◆ **Tarea planteada A**: Indica si cada afirmación coincide con el texto sobre la defensa de la vida: (i) la larga cita procede de la madre Teresa de Calcuta; (ii) el llamamiento va dirigido solo a los creyentes; (iii) al autor le resultó fácil decir estas cosas sobre su nación. Responde sí o no a cada una y cita literalmente las palabras del texto que lo deciden.
◆ **Tarea planteada B**: Reproduce palabra por palabra el fragmento del texto sobre la defensa de la vida que comienza en las palabras «Después de la» y termina después de «de ser amados?».

◆ **Texto proporcionado**:
# # # # #
Después de la muerte nos encontraremos cara a cara con Dios, Dador de la vida.
¿Quién asumirá la responsabilidad ante Dios por los millones y millones de
niños a los que no se les dio la posibilidad de vivir, de amar y de ser amados?
(...) Un niño es el don más grande para la familia, y para la nación. No
rechacemos jamás este don de Dios». Esta larga cita es de la madre Teresa de
Calcuta. Me alegra que la madre Teresa haya podido hablar en Kalisz.
3. Queridos
hermanos y hermanas, sed solidarios con la vida. Dirijo este llamamiento a
todos mis compatriotas, independientemente de las convicciones religiosas de
cada uno. Lo dirijo a todos los hombres, sin excluir a ninguno. Desde este
lugar, repito una vez más lo que dije en octubre del año pasado: «Una nación
que mata a sus propios hijos es una nación sin futuro». Creedme que no me ha
resultado fácil decir estas cosas refiriéndome a mi nación, pero yo deseo para
ella un futuro, un futuro maravilloso. Es necesaria, por consiguiente, una
movilización general de las conciencias y un esfuerzo ético común, para hacer
realidad la gran estrategia de la defensa de la vida.
# # # # #
◆ **Datos proporcionados**:
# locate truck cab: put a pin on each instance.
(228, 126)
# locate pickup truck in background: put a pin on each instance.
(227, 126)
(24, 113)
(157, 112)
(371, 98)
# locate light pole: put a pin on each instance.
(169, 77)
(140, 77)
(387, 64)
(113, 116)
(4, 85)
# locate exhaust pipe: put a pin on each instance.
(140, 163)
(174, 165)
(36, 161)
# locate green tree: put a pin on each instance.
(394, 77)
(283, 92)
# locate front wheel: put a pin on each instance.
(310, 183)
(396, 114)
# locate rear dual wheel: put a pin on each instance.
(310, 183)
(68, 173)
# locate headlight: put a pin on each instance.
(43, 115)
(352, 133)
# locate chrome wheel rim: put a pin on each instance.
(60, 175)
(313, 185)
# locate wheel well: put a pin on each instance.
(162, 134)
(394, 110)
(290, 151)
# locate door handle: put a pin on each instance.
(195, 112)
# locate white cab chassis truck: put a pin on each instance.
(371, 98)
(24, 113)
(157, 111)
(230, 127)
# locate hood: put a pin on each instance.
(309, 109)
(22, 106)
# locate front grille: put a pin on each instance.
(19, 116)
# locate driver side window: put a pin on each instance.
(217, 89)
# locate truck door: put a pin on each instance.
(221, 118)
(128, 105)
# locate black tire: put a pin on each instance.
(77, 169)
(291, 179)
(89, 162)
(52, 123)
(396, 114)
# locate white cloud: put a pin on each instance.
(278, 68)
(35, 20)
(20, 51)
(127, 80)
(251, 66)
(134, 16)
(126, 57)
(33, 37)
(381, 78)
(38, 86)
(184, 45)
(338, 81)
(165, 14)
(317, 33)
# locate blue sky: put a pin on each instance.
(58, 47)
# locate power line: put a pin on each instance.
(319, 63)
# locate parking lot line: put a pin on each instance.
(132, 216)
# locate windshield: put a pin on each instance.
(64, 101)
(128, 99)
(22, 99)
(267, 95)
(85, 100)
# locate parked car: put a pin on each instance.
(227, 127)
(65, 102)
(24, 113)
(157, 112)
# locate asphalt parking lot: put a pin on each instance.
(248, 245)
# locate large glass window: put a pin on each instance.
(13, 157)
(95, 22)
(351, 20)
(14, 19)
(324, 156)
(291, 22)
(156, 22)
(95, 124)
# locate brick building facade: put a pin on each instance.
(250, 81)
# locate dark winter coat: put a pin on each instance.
# # # # #
◆ **Respuesta completa A**:
(i) Sí: «Esta larga cita es de la madre Teresa de Calcuta».
(ii) No: «Dirijo este llamamiento a todos mis compatriotas, independientemente de las convicciones religiosas de cada uno. Lo dirijo a todos los hombres, sin excluir a ninguno».
(iii) No: «Creedme que no me ha resultado fácil decir estas cosas refiriéndome a mi nación».

◆ **Respuesta completa B**:
Después de la muerte nos encontraremos cara a cara con Dios, Dador de la vida.
¿Quién asumirá la responsabilidad ante Dios por los millones y millones de
niños a los que no se les dio la posibilidad de vivir, de amar y de ser amados?